EXERCISE MATERIALS START

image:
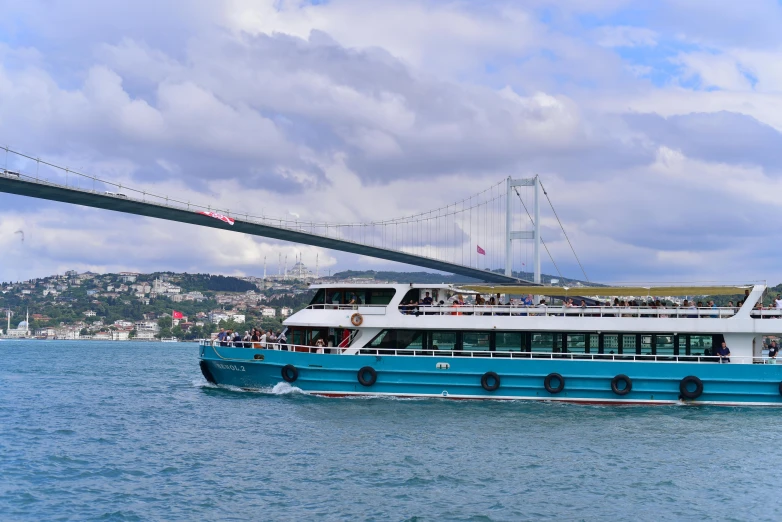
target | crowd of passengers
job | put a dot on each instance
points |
(255, 338)
(424, 306)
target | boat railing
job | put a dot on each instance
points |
(588, 311)
(420, 352)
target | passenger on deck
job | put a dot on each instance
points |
(724, 353)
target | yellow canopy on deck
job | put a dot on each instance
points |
(609, 291)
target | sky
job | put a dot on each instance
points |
(654, 125)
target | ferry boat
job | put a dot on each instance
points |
(355, 340)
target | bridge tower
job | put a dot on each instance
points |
(511, 235)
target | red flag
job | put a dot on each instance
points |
(221, 217)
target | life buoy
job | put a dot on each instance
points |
(289, 373)
(207, 372)
(685, 392)
(547, 383)
(362, 374)
(485, 381)
(621, 378)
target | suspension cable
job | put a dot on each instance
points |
(563, 231)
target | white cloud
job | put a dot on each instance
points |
(351, 111)
(626, 36)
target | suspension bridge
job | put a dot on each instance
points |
(485, 236)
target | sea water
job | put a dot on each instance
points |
(132, 431)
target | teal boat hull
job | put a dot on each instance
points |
(519, 378)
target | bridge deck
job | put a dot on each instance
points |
(29, 187)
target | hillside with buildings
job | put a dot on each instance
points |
(129, 305)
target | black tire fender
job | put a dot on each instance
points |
(485, 381)
(207, 372)
(289, 373)
(362, 376)
(621, 378)
(547, 383)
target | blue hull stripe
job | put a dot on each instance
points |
(521, 378)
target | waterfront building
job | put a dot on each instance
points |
(21, 331)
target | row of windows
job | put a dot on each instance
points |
(547, 342)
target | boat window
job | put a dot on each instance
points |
(542, 342)
(699, 344)
(610, 344)
(476, 341)
(508, 341)
(306, 336)
(319, 297)
(333, 296)
(576, 343)
(411, 295)
(354, 296)
(664, 344)
(443, 340)
(646, 345)
(398, 339)
(380, 296)
(628, 343)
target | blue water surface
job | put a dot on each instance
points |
(131, 431)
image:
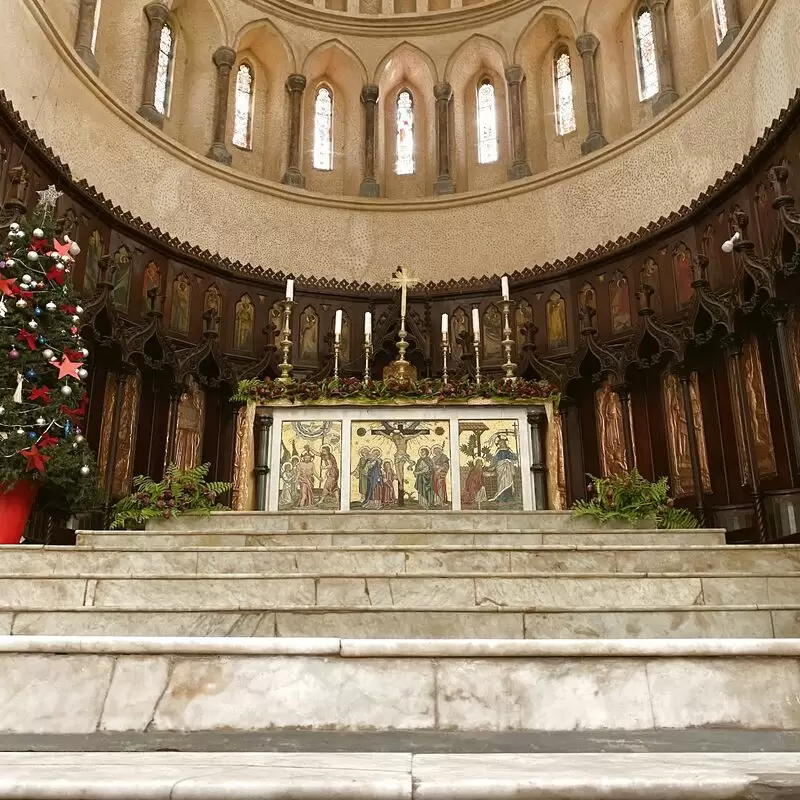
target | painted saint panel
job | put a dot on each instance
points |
(400, 465)
(311, 457)
(489, 466)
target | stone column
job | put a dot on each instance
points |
(587, 44)
(520, 168)
(369, 185)
(157, 14)
(262, 427)
(734, 25)
(536, 420)
(87, 13)
(295, 85)
(666, 79)
(444, 180)
(685, 377)
(223, 58)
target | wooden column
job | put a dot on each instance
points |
(88, 11)
(735, 348)
(520, 168)
(223, 58)
(369, 185)
(444, 181)
(157, 15)
(666, 80)
(295, 86)
(685, 377)
(262, 427)
(587, 44)
(536, 420)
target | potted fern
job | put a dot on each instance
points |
(630, 498)
(181, 491)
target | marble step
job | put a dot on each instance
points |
(454, 590)
(83, 684)
(514, 622)
(394, 560)
(379, 535)
(399, 776)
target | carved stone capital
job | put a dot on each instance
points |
(296, 83)
(156, 12)
(587, 44)
(514, 74)
(224, 57)
(369, 94)
(443, 91)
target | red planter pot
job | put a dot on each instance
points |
(15, 508)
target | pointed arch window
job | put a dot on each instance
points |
(243, 108)
(323, 129)
(720, 19)
(166, 53)
(646, 54)
(487, 123)
(404, 163)
(565, 97)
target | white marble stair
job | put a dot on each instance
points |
(398, 776)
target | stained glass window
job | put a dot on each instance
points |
(646, 52)
(323, 129)
(565, 101)
(487, 123)
(164, 71)
(720, 19)
(243, 108)
(405, 134)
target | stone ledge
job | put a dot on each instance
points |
(397, 776)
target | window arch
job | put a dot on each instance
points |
(646, 54)
(243, 108)
(404, 133)
(720, 19)
(323, 129)
(487, 123)
(166, 54)
(565, 97)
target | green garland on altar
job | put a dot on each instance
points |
(432, 389)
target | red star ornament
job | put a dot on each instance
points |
(27, 336)
(35, 459)
(66, 368)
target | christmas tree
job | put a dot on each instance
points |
(43, 400)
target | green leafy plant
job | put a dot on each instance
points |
(180, 492)
(629, 496)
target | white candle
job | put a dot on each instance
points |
(337, 324)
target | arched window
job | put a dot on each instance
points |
(487, 123)
(565, 101)
(243, 108)
(166, 51)
(404, 164)
(646, 54)
(323, 129)
(720, 19)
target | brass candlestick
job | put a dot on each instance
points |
(509, 366)
(367, 358)
(286, 343)
(337, 346)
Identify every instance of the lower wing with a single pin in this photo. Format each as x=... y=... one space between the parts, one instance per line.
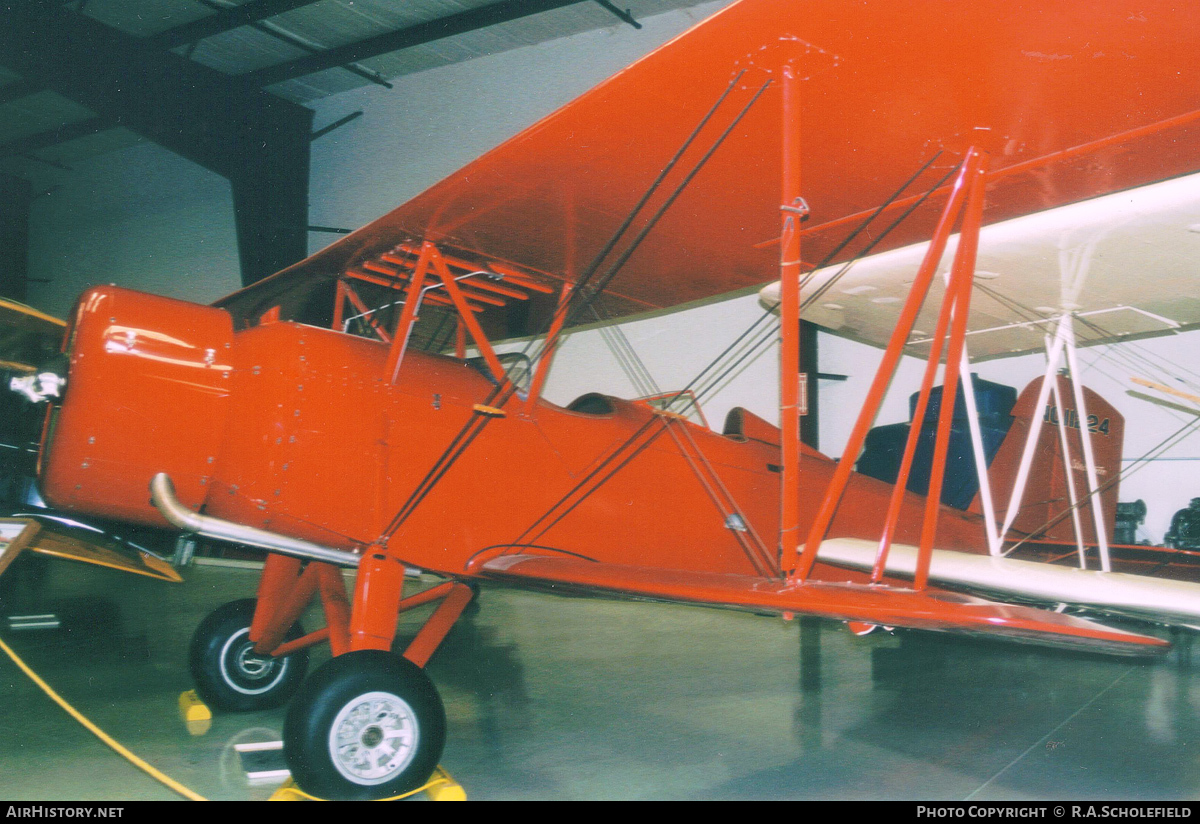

EXERCISE MATERIALS END

WHAT IS EXPECTED —
Every line above holding the string "white" should be listed.

WRITTEN ANSWER —
target | white cloud
target | white marble stair
target | white candle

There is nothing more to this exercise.